• PROBLEM STATEMENT
Would you please repeat the data that follows, exactly as it reads?

• Stored dataset items

>>>>

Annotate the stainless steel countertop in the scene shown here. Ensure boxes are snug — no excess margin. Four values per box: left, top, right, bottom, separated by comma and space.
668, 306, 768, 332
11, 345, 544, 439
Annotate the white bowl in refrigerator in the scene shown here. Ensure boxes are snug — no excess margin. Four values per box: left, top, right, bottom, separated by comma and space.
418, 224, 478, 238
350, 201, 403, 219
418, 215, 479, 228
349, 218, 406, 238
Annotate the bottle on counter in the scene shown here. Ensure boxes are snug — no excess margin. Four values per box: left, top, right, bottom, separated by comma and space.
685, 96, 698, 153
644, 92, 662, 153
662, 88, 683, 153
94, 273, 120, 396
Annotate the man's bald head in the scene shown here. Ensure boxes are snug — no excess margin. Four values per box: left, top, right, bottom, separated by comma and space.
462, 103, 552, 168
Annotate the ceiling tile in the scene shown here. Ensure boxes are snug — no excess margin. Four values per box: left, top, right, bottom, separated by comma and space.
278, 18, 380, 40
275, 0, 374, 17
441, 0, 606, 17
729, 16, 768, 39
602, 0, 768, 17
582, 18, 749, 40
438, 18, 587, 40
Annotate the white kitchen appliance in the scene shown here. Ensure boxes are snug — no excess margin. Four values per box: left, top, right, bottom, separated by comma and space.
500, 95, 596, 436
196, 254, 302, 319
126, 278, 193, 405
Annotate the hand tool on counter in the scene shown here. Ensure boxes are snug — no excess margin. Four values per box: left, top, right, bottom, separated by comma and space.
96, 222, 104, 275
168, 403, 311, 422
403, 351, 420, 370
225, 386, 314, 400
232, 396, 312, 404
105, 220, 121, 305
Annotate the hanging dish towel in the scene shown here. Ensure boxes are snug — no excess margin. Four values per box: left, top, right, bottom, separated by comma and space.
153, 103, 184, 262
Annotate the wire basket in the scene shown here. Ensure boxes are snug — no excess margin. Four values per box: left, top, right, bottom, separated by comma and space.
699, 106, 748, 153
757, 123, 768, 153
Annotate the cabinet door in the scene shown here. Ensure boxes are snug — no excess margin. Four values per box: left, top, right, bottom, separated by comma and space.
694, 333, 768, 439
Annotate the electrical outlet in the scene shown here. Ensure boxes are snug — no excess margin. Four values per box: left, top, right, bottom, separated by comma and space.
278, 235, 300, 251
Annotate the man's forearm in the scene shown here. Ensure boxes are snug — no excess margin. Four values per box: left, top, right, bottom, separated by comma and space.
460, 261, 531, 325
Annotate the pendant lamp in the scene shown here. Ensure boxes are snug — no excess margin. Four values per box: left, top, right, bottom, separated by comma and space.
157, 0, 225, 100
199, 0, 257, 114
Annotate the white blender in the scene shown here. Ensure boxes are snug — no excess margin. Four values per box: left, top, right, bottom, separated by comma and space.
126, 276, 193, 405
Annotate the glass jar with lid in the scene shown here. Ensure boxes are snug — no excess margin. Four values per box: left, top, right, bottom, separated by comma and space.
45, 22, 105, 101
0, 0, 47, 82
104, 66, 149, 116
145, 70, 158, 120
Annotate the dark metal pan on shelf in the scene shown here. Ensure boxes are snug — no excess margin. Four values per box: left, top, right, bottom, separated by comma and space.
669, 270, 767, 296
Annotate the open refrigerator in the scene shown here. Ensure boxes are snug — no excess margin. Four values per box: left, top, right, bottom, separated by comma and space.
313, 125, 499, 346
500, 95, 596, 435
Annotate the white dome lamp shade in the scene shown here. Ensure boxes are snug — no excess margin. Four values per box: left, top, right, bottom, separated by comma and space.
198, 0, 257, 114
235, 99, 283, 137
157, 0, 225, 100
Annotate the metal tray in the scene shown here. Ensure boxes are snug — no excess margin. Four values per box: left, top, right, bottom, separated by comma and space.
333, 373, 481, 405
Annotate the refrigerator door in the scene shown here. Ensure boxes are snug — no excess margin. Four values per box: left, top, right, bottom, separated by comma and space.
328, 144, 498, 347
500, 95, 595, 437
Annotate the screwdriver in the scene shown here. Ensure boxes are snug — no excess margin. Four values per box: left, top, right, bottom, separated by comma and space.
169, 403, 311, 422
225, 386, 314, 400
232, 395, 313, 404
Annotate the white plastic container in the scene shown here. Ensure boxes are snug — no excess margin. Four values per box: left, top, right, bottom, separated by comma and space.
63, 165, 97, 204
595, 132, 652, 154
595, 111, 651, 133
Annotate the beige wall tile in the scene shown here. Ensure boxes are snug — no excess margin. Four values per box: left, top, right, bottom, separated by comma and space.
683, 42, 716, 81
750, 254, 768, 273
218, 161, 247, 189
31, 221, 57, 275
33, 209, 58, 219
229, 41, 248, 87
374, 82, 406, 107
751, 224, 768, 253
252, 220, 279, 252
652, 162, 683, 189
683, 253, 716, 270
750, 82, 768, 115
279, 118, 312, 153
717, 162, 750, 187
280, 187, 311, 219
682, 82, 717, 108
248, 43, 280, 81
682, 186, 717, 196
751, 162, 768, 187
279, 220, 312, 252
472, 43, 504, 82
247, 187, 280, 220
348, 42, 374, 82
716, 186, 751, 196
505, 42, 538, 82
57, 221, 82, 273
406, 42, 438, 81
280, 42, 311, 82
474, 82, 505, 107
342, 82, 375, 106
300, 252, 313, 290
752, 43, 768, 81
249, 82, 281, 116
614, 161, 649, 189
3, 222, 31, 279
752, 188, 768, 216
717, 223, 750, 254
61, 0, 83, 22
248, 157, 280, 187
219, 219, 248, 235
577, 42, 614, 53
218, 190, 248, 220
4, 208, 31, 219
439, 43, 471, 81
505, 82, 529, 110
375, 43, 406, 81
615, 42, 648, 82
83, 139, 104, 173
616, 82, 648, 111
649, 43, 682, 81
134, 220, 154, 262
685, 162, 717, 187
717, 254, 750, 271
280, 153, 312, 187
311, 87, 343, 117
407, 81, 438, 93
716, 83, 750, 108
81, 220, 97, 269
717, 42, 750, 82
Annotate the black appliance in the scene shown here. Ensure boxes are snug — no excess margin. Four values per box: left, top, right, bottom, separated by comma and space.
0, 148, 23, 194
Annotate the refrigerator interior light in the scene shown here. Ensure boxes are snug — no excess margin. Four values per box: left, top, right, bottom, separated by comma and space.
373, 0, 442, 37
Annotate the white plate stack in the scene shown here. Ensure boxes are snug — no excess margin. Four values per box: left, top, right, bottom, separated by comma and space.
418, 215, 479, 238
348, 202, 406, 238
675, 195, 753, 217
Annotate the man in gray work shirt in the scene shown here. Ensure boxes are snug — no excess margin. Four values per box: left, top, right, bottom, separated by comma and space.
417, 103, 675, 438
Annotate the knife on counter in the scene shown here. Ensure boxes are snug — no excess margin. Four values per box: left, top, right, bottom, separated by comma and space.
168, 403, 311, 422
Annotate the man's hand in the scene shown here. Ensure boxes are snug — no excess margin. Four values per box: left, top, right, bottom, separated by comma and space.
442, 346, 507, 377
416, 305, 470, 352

<<<<

• PROBLEM SOLUTION
Annotate the stainless steel countertop in the scene shown here. Ensure boxes are snug — no excess margin. Four values per box: left, top, right, bottom, separated by comma and space.
668, 306, 768, 332
11, 345, 544, 439
Annotate the white bowl in refrigerator in the scene shown here. Ensure boxes are snug — no excess margin. Four values per box: left, top, right, bottom, separated by comma and space.
418, 224, 478, 238
350, 201, 403, 219
418, 215, 479, 228
349, 218, 406, 238
Annotate the bottle on counter in the scene shown here. Ensure boxes are snug — no excess margin. Four values per box: left, top, right, bottom, separated by comma and space.
685, 96, 698, 153
644, 92, 662, 153
662, 88, 683, 153
94, 273, 120, 396
Annotate the man's bald head in the scene shown here. Ensure boxes are snug — no excess margin. Four values per box: left, top, right, bottom, separated by comma and space.
462, 103, 552, 168
Annotate the ceiling tile in the scene shown here. Ensure boxes are snug — no excess margin. Four values per box: left, top, right, bottom, separated by comma and space.
278, 18, 380, 40
275, 0, 374, 17
441, 0, 606, 17
729, 16, 768, 39
602, 0, 768, 17
582, 18, 749, 40
438, 18, 587, 40
Annotate the white kitchen appliance in the scene shown here. Ensure boxes are snug — no excess margin. Four values per box: left, top, right, bottom, separated by comma and space.
500, 95, 596, 436
196, 254, 302, 319
126, 278, 193, 405
Annotate the hand tool on counter in the scene shown here. Ensure boxes are snug — no excess margin. Four values per box: left, top, right, bottom, separated by comma and space.
96, 222, 104, 275
168, 403, 311, 422
403, 351, 420, 370
225, 386, 314, 400
232, 396, 312, 404
105, 220, 121, 305
Annotate the hanging dish towel in the scene shown here. Ensure boxes are snug — no excess margin. Four values per box: left, top, right, bottom, separated by comma and space.
153, 103, 184, 262
Annotate the wire basket in the scene shown here. Ensure boxes are snug — no excess margin. Four values per box: left, top, right, bottom, separated by comma and space.
699, 106, 748, 153
757, 123, 768, 153
Annotate the cabinet door in the scene shown here. Ensure boxes are snug — no excess margin. Four values per box: left, top, right, bottom, separated by comma and space.
694, 333, 768, 439
Annotate the electrical outlet in the scene shown here. Ensure boxes are snug — no excess margin. Four values per box: left, top, right, bottom, separated by comma and space.
278, 235, 300, 251
Annotate the man's forearm in the scene shown here. Ensure boxes are snug — no excess margin. Four values per box: left, top, right, bottom, separated by comma and space.
460, 261, 531, 325
Annotate the pendant lamp in the scene shown here. Ensure boxes are snug — no excess margin. Four values per box: left, top, right, bottom, separated by comma and space.
157, 0, 225, 100
199, 0, 257, 114
Annotate the white blender in the scene shown here. Ensure boxes are snug — no excess margin. Four values per box: left, top, right, bottom, separated by comma and space.
126, 276, 193, 405
Annotate the glass jar with lid in the scene shown here. Ensure boxes are snug — no excess margin. Four values per box: left, top, right, bottom, separated by comma and space.
45, 22, 105, 101
0, 0, 47, 82
104, 66, 149, 116
145, 70, 158, 120
Annotate the dark metal pan on shelf in the scene shown here. Ensure boxes are snug — no excess margin. Four values per box: left, top, right, bottom, separated by comma and space.
669, 270, 767, 296
Annotate the open refrigerator in the scene shown here. Ensure boxes are snug — no excess margin. Four values per box: left, top, right, bottom, separated by comma and space.
313, 125, 499, 346
500, 95, 596, 435
Annotate the white dome lamp shade in the scene shown here. Ensure boxes are snug — no excess margin. Four values per box: left, top, right, bottom, separated by comma and space.
198, 0, 257, 114
235, 99, 283, 137
157, 0, 225, 100
Annotate the metal tray in the scene shown here. Ensure boxes are snug — no excess margin. Four values per box: left, top, right, bottom, separated by comma and space.
333, 373, 481, 405
Annotate the refrigerator door in the scene shown here. Ensure boxes are snug — no excess margin. Four values per box: left, top, right, bottom, separated by comma and space.
328, 144, 498, 347
500, 95, 595, 437
Annotate the screwdriver in the scene shown here. Ensure boxes are snug — no excess margin. Four values per box: left, top, right, bottom, separated by comma and space.
169, 403, 311, 422
225, 386, 314, 400
232, 395, 313, 404
Annotate the white plastic container in the scene shown here. Ensure boxes are snug — no excess margin. Four values per box: left, top, right, bottom, separated by comma and space.
63, 165, 97, 204
595, 132, 652, 154
595, 111, 651, 133
Annotate the beige wall tile in the scene shown here. Ensure boxes are snug — no excess margin. Four values per box: left, top, right, bottom, separated by comma and space.
683, 42, 716, 81
750, 254, 768, 273
218, 161, 247, 189
31, 221, 57, 275
33, 209, 58, 219
229, 41, 248, 87
374, 82, 406, 107
751, 224, 768, 253
252, 220, 279, 252
652, 162, 683, 189
683, 253, 716, 270
750, 82, 768, 115
279, 118, 312, 153
717, 162, 750, 187
280, 187, 311, 219
682, 82, 717, 108
248, 43, 280, 81
682, 186, 717, 196
751, 162, 768, 187
279, 220, 312, 252
472, 43, 504, 82
247, 187, 280, 220
348, 42, 374, 82
716, 186, 751, 196
505, 42, 538, 82
57, 221, 82, 273
406, 42, 438, 81
280, 42, 311, 82
474, 82, 505, 107
342, 82, 375, 106
300, 252, 313, 290
752, 43, 768, 81
249, 82, 281, 116
614, 161, 649, 189
3, 222, 31, 279
752, 188, 768, 216
717, 223, 750, 254
61, 0, 83, 22
248, 157, 280, 187
219, 219, 248, 235
577, 42, 614, 53
218, 190, 248, 220
4, 208, 31, 219
439, 43, 471, 81
505, 82, 529, 110
375, 43, 406, 81
615, 42, 648, 82
83, 139, 104, 173
616, 82, 648, 111
649, 43, 682, 81
134, 220, 154, 262
685, 162, 717, 187
717, 254, 750, 271
280, 153, 312, 187
311, 87, 343, 117
407, 81, 438, 93
716, 83, 750, 108
81, 220, 97, 269
717, 42, 750, 82
Annotate the black appliance in the scene shown here. Ensure boxes are snug — no excess margin. Four values per box: left, top, right, bottom, separated by comma and space.
0, 148, 23, 194
Annotate the refrigerator interior light in the scene shown here. Ensure boxes are snug — no excess margin. Four values per box: left, top, right, bottom, separated by comma and space.
373, 0, 442, 37
Annotate the white plate stack in the scene shown here. Ensure boxes are snug — no excess margin. Four values per box: left, top, right, bottom, separated by comma and space.
418, 215, 479, 238
348, 202, 406, 238
675, 195, 753, 217
Annotate the man in gray work shirt in the scene shown here. Ensure boxes are snug — no excess margin. Four values per box: left, top, right, bottom, separated by comma and space.
417, 103, 675, 438
Annotate the knife on counter in the scene shown here. Ensure boxes are snug — no excess margin. Four values per box: left, top, right, bottom, separated by comma and space.
168, 403, 311, 422
Annotate the man's hand in the scene shown here. Ensure boxes are snug — no excess margin. Four values per box: left, top, right, bottom, separated by comma and space.
442, 346, 507, 377
416, 305, 470, 352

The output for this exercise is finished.